**Given text**.
»»

The OHS Pipe Organ Database

BuilderID 1913

Builder Identification

Brattleboro, Vermont, 1901–1959.

Additional Notes

  • From the OHS PC Database, derived from A Guide to North American Organbuilders, rev. ed. by David H. Fox (Richmond, Va.: Organ Historical Society, 1997). —

    Established as J. Estey & Co., reed organs, by Jacob Estey, Riley Burditt, Silas Waite, and Joel Bullard in Brattleboro, Vermont, 1863; successor to the firms of Burditt & Carpenter, Isaac Hines & Co., and Estey & Green; firm reorganized by Jacob Estey, Julius J. Estey, and Levi K. Fuller, 1866; firm renamed Estey Organ Co., 1872; began pipe organ production, c. 1901; bankrupt, 1933; firm reorganized; agents for Rieger Organs of Austria, 1953; firm closed, 1959; corporate relationship with Estey Corporation of Delaware, and Minshall-Estey. {See Estey-Welte Corp.}

    Staff: H. H. Allen; Amidon; Anderson; David Arthur; M. Austin; Baker; Clyde M. Balcom; Bert Baldwin; Bancroft; C. E. Biggs; Samuel W. Bihr; G. S. Boyer; W. H. Boyle; A. J. Bowers; William F. Brame; C. E. Briggs; G. Brockington; W. Brockington; Alphonse O. Brungardt; G. N. Bucklin; Frederick A. Burness; Leland Buttfield; E. F. Cahill; Cobb; Coombs; Davis; George T. Devereux; A. R. Dolbeer; R. L. Douglas; Doyle; D. E. Dube; E. H. Duncklee; F. C. Duncklee; J. S. Ellingwood; J. Harry Estey; Jacob Gray Estey; Joseph G. Estey; Julius J. Estey; Fred E. Freers; Harold L. Godshalk; Gout; John W. Gratian; William B. Gratian; Norman A. Greenwood; William C. Greenwood; August F. Gunzinger; George H. Hadden; Fred N. Hale; F. W. Hall; Hall Organ Co.; Henry Hancock; Charles E. Haskell; William E. Haskell; L. W. Hawley; Henkel; Charles Henkel; Elroy E. Hewitt; A. Hollender; C. Hollender; Parke V. Hogan; James B. Jamison; William M. Jenkins; Joy; A. D. Kaylor; Herbert E. Kinsley; H. E. Kitchen; Leitsinger; E. L. Lennox Piano Co.; R. E. Letcher; Long; Lyon & Healy; Mack; Walter F. McLaughlin; Charles W. McQuigg; James V. Madden; Ernest L. Mehaffey; C. N. Moran; J. W. Morrison; Fritz Noack; Carl O. Pearson; Benjamin T. Pettit; Powers; H. L. Pratt; Charles R. Putnam; Thomas Radley; Francis Ratti; Premo F. Ratti; Fred E. Raynor; Harry Reed; James A. Reynolds; (Samuel R. Russell?); Charles A. Ryder; Sargent; J. E. Scheirer; Smith; Spear; Hugo E. Stahl; R. E. Staples; Collins R. Stevens; W. A. Vossler; Edwin S. Votey; Samuel R. Warren; Harry F. Waters; A. H. Watson; S. S. Webster; Charles E. Wells; Charles C. White; Joseph F. White; Mrs. Whitney; Josiah D. Whitney; (Edward Wright?).

««

**Items**.

»»

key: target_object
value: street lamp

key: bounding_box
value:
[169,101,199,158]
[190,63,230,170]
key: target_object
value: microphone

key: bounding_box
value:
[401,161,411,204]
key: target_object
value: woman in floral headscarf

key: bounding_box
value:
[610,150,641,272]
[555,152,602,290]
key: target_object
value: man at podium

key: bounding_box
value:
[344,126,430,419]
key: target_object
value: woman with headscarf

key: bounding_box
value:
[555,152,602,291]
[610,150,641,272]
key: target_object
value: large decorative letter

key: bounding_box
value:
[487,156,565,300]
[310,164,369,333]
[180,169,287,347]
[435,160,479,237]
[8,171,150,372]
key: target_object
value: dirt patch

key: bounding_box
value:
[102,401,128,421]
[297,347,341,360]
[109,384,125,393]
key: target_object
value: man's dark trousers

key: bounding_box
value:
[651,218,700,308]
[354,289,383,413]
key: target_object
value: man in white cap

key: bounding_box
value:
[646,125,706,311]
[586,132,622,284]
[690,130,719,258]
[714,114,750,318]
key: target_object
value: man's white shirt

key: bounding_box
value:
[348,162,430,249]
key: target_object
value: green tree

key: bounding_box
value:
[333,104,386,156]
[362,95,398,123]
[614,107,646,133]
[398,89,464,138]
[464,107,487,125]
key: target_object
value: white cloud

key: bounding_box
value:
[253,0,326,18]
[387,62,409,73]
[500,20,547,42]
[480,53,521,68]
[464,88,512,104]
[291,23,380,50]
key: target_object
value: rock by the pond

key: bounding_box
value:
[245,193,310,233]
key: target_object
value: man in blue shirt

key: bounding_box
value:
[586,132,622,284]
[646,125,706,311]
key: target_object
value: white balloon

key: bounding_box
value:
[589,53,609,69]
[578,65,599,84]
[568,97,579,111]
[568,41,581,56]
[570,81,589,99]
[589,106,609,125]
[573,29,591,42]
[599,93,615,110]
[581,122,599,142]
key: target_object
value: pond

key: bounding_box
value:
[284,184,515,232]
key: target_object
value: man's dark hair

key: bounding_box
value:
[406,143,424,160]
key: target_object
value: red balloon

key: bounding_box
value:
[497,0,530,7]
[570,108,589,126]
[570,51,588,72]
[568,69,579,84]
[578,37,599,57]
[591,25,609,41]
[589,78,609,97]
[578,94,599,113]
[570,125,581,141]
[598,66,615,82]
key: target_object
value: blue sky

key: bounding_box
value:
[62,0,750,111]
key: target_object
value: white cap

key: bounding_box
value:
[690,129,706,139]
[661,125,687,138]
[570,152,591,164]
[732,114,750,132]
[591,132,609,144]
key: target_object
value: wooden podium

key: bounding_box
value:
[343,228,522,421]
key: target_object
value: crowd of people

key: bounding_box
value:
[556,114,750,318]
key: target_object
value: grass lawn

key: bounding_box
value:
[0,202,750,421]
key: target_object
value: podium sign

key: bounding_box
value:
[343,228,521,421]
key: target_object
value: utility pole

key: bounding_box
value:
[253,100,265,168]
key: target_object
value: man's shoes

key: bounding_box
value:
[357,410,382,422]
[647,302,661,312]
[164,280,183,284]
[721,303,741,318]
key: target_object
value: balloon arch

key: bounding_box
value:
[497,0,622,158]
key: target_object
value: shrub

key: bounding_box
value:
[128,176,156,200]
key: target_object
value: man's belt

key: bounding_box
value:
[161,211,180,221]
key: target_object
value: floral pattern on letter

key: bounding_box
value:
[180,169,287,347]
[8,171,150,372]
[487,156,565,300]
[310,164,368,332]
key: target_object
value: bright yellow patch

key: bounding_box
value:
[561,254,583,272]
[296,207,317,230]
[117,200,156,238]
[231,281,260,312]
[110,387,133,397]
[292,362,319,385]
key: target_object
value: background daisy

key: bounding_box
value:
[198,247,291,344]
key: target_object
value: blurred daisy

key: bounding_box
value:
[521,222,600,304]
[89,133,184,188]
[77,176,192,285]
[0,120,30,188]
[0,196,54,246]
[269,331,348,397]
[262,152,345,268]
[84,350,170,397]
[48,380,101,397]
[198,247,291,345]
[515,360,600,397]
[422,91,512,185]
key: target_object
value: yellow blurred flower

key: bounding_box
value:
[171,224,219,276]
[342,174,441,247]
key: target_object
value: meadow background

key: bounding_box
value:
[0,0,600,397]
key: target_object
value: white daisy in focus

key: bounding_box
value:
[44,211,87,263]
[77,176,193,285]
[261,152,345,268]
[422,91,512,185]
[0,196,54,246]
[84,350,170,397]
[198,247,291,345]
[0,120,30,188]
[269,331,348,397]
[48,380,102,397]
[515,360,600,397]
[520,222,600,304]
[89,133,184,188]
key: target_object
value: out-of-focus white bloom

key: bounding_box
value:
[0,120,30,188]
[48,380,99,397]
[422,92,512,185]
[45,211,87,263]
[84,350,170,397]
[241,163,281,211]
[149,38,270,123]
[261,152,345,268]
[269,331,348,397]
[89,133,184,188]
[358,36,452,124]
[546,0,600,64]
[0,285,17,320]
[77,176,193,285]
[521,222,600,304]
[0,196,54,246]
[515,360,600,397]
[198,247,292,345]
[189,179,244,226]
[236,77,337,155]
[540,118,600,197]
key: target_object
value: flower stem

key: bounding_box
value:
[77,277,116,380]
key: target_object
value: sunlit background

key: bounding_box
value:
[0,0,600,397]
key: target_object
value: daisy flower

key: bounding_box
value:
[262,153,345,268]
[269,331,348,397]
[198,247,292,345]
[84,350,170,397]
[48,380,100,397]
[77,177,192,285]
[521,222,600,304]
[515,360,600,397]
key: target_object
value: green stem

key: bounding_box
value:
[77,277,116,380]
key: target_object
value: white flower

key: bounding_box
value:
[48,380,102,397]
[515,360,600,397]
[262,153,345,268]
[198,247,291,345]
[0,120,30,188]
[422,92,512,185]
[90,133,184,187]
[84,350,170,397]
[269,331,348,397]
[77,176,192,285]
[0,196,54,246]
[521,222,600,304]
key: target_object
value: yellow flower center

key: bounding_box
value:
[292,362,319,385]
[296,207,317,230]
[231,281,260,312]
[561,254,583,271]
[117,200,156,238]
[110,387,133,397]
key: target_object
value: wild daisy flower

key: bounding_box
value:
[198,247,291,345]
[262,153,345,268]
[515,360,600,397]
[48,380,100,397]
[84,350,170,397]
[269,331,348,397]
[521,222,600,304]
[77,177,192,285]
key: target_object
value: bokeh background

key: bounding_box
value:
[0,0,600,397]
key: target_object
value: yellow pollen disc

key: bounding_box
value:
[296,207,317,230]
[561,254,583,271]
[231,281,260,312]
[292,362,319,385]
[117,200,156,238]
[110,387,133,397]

««
»»

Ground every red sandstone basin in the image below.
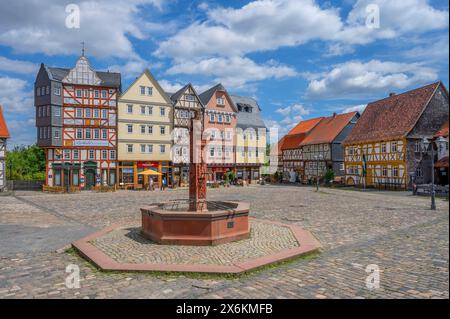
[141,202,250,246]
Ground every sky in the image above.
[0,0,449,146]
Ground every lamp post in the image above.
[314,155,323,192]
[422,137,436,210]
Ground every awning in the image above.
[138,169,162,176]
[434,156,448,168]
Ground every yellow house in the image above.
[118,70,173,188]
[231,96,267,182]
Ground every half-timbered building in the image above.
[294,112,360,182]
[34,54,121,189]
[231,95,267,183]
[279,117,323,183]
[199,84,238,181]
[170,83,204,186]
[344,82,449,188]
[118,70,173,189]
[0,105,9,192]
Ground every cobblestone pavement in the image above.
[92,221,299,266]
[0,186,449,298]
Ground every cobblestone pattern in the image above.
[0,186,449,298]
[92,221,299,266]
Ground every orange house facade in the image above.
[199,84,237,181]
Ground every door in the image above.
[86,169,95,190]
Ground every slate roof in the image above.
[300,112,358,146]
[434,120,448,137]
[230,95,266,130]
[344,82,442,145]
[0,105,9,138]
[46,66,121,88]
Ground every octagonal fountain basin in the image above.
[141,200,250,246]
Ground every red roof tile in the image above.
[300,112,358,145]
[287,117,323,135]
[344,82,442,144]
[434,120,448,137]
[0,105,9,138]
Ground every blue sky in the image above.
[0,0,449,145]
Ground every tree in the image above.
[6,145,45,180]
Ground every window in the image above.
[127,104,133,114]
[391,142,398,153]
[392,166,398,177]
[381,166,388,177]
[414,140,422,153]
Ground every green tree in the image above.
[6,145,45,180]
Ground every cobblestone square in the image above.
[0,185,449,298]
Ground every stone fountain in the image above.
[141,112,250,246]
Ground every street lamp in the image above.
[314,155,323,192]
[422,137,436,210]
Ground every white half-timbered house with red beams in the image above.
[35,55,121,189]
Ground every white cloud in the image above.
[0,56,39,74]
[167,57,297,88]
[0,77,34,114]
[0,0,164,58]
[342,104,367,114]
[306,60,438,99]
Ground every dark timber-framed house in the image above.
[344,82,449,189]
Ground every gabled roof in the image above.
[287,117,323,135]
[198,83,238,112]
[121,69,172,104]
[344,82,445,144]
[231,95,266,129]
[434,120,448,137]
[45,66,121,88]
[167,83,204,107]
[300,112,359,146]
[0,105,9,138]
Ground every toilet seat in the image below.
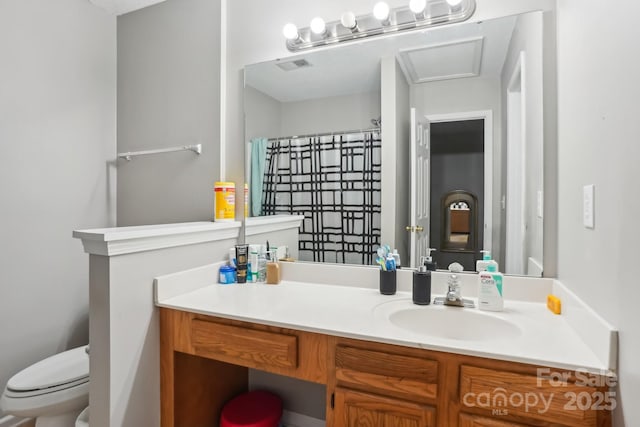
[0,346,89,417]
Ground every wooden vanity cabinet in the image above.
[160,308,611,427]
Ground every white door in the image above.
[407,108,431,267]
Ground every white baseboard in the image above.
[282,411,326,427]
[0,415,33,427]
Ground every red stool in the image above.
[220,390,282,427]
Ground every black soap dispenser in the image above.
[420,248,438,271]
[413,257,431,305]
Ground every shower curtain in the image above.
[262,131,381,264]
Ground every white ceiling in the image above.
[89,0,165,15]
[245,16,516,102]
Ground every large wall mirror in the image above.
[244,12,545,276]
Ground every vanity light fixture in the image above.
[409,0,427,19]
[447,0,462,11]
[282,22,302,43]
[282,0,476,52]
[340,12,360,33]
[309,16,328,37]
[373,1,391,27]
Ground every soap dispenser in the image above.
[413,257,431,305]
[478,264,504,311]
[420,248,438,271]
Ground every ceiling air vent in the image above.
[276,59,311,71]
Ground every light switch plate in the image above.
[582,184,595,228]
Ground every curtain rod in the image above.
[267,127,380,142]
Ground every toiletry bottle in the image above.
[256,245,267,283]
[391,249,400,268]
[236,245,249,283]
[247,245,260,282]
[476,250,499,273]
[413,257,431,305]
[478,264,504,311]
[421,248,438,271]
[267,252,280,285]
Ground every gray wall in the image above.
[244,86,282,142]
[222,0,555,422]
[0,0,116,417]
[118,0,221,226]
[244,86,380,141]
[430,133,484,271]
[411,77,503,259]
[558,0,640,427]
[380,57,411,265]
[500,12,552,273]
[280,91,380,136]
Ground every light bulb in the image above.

««

**Challenge**. Could you carry on the pipe organ database entry on the Brattleboro organ builder from the point where it ends?

**The reply**.
    Sources:

    • The Diapason, July 1933, 9.
    • Robert F. Gellerman, Gellerman’s International Reed Organ Atlas (Vestal, NY: The Vestal Press, 1985), 43.
    • David Junchen, Encyclopedia of the American Theatre Organ, Vol. 1 (Pasadena: Showcase Publications, 1985), 105.
    • Uwe Pape, The Tracker Organ Revival in America, (Berlin: Pape Verlag, 1978), 36, 60.
    • Elizabeth Towne Schmitt.
    •  

  • From the OHS Database Builders Listing editor, Nov 6, 2015. —

    "The Estey Organ Company manufactured excellent reed organs for more than half a century before engaging the Roosevelt-trained Philadelphia builder, William E. Haskell (1865–1927), to open the pipe organ department in 1901. During the next fifty-nine years, the company built and rebuilt 3261 pipe organs. Estey instruments used tubular-pneumatic or electro-pneumatic action. The large Estey factory continued to build reed organs.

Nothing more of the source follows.